(Image annotation material)
▬▬▬▬▬▬

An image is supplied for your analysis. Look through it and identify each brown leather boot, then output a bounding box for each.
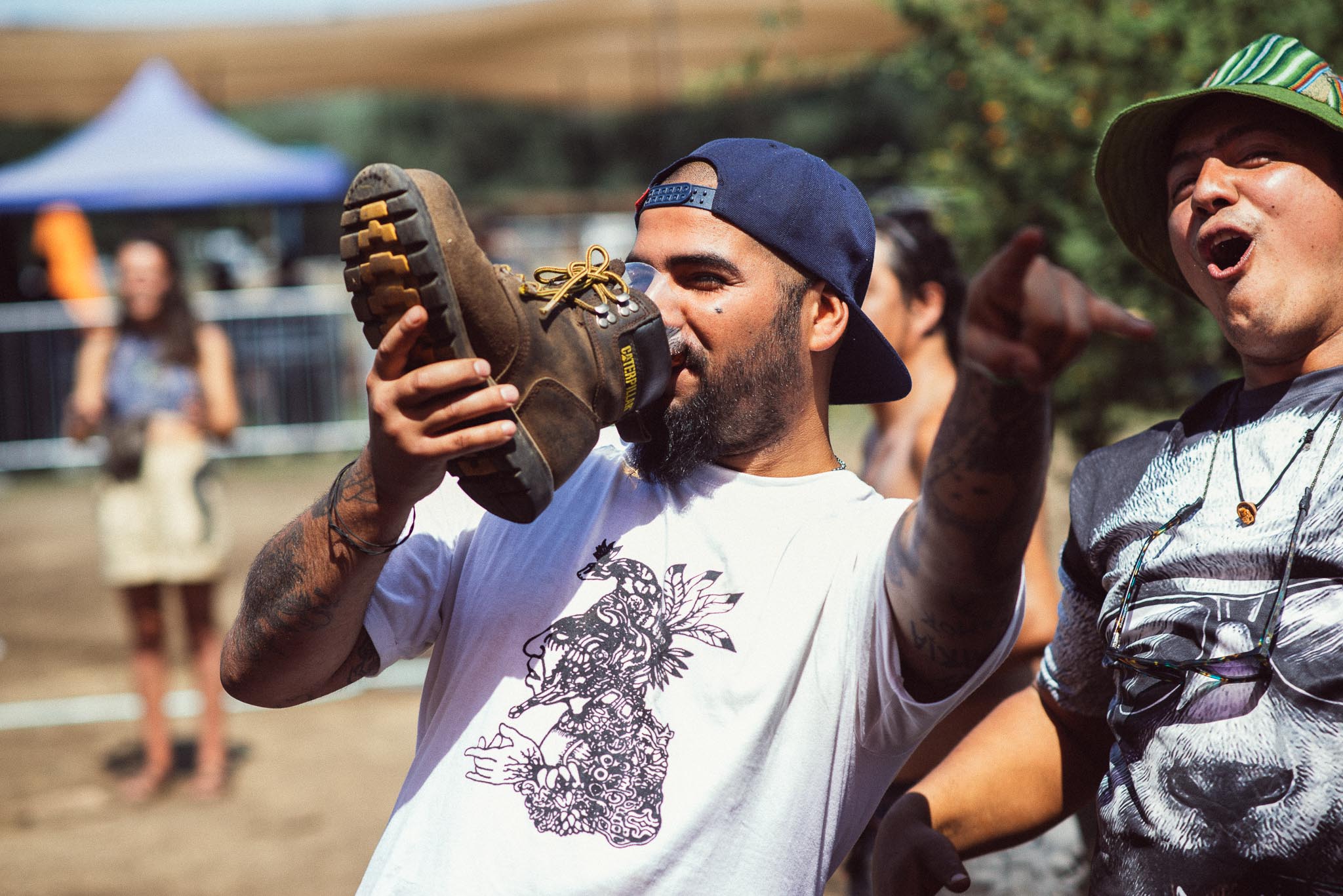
[340,163,672,522]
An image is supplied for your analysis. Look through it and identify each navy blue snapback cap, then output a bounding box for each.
[634,137,909,404]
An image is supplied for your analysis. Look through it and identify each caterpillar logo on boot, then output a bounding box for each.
[620,345,639,411]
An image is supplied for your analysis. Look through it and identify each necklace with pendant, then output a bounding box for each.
[1232,392,1343,525]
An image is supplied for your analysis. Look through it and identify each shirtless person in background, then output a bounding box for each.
[845,208,1084,896]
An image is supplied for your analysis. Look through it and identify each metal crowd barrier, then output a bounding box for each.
[0,286,372,471]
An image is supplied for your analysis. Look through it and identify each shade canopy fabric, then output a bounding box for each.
[0,59,349,212]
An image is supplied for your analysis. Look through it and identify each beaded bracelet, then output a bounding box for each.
[327,458,415,556]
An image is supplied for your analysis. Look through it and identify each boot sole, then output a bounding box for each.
[340,163,555,522]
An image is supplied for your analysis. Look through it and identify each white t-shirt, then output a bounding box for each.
[359,446,1020,896]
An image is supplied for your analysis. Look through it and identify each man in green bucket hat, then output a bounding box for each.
[874,35,1343,896]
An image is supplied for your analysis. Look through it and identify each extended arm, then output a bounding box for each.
[220,306,517,707]
[872,686,1112,896]
[66,326,117,442]
[887,229,1151,701]
[196,324,242,439]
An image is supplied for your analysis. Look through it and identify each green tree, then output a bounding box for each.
[884,0,1343,447]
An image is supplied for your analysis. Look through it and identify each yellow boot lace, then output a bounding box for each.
[519,244,633,317]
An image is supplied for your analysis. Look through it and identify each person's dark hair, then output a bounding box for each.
[877,208,966,361]
[117,233,200,367]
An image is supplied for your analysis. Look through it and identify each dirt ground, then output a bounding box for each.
[0,438,1066,896]
[0,458,419,896]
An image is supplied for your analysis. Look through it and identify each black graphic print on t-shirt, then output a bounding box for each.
[1041,368,1343,896]
[466,541,741,846]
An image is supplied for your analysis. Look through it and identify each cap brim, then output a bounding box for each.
[1094,85,1343,296]
[830,302,909,404]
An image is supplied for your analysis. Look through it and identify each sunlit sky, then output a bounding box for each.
[0,0,525,29]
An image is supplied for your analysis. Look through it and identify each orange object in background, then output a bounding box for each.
[32,203,108,326]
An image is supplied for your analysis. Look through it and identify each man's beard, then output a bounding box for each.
[626,283,809,485]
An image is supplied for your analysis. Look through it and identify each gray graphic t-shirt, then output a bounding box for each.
[1039,368,1343,896]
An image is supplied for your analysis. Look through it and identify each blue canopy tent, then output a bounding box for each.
[0,59,349,212]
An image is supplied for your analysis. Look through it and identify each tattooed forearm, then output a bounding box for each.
[887,371,1049,699]
[220,458,396,705]
[908,371,1049,599]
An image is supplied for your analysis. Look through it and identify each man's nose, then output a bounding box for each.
[1190,156,1239,215]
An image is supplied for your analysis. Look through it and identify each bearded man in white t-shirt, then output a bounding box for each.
[223,140,1148,895]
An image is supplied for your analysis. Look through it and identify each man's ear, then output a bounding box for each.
[909,281,947,338]
[805,281,849,352]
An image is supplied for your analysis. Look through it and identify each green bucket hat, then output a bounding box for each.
[1094,33,1343,296]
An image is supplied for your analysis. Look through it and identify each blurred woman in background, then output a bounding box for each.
[845,208,1085,896]
[67,237,239,802]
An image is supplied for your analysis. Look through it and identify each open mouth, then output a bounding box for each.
[1199,229,1254,279]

▬▬▬▬▬▬

Task statement:
Quote all of the material above word for word, leaving out the pictures.

Output below:
An image is supplied for your analysis. Look through it and identify each brown leather boot, then output a bounding box for each.
[340,163,672,522]
An image is supplied for your analysis. Look through it and identify each navy blue snapback cap, then output a bounding box for each.
[634,137,909,404]
An image is supplied for your analysis. Look through it and identify each caterpillar logo on boot, then output a bounding box for each.
[620,345,639,411]
An image is supplied for your analysis. Look through it and identify each necklace with pendant, then output a bounding box for each.
[1232,392,1343,525]
An image is supplied for your analysis. Look through it and identify each shirtless person in background, then output a bounding box for each.
[845,208,1084,896]
An image is supplied for your analysis. Look through it and identify each metal crowd barrier, then output a bounding box for each.
[0,286,372,471]
An image is supplied for your analysis. Look through it and identify each shade canopy fabric, then output a bounding box for each.
[0,59,349,212]
An image is supplied for your analysis. Look through it and identify each beaded bracelet, then output a bounding box for each.
[327,458,415,556]
An image is supplied for your analysis. Look through it and identify each boot sole, then output a bounding box for each.
[340,163,555,522]
An image is supplied for your analysis. Look through it and identify each white t-shirt, then output a bounding box for each.
[359,446,1020,896]
An image is supplied for your analysis. Look through it and identify each man in green bucket hat, then output a bounding box for each.
[874,35,1343,896]
An image is supplied for your analysis. Look through it and identify each extended arm, then output a bounding box for each.
[220,306,517,707]
[872,686,1112,896]
[66,326,117,442]
[887,229,1151,701]
[196,324,242,439]
An image is supplied for your analysis. Look through it and identify each green tree, then output a bounding box for each.
[884,0,1343,447]
An image is supplied for your analysis. Look through it and identify each yellow boot lace, then output a bounding box for each.
[519,244,633,317]
An image is supplied for your analysis. Look through it and identify each person's dark hair, then output a bounding box for each.
[877,208,966,361]
[117,233,200,367]
An image is supplied for your analysis. Look through it and identify each dirt ground, then output a bounding box for each.
[0,438,1066,896]
[0,458,419,896]
An image is supplied for your analysis. Look through it and identify each black graphic print on t-shirt, then output a bounding box for each.
[1041,368,1343,896]
[466,541,741,846]
An image is supplied for your analysis. Look through it and identify each cap brim, then output a bounding box for each.
[1094,85,1343,296]
[830,302,909,404]
An image is supplied for your analysis. Look through it and identify each sunlit sky, then output a bounding box for each.
[0,0,525,29]
An image is supplied for your analysis. Look through it and identify each orange object in background, then output a bounding box for each.
[32,203,108,326]
An image is supplied for your analysis. Look through it and identify each man's beard, then output a bounding box for each.
[626,283,809,485]
An image is supplied for your analysis. Look through it and identify each gray graphic t-shirt, then output a bounding box for each.
[1039,368,1343,896]
An image is supplied for your analysis. Look through it and identify each blue canopy tent, then output a bounding box for each.
[0,59,349,212]
An image is supplied for your analysis. Look through it and identify each tattooed forearm, then output a bounding box for each.
[887,371,1049,699]
[220,458,396,705]
[908,371,1049,599]
An image is supplied for your analysis. Look through it and identify each man's nose, then output a bounding box for each.
[1190,156,1239,215]
An image is supplied for your analysis. Look through it and identify each bearded man in white t-shirt, then output a bounding box for each.
[223,140,1148,895]
An image is supplied for your analysis. Look through it and identify each man's ear, then output a bounding box for each.
[909,281,947,338]
[805,281,849,352]
An image is supplied for your analysis. Look through it and identify each green bucket hat, then output a bounding box for each.
[1094,33,1343,296]
An image is supplied for your analysis. Look through it and identify each blurred woman in background, then output a bounding box for each.
[845,208,1085,896]
[67,237,239,802]
An image is supplied for your analysis. Look through it and identify each open mouth, then output a bounding box for each.
[1199,229,1254,279]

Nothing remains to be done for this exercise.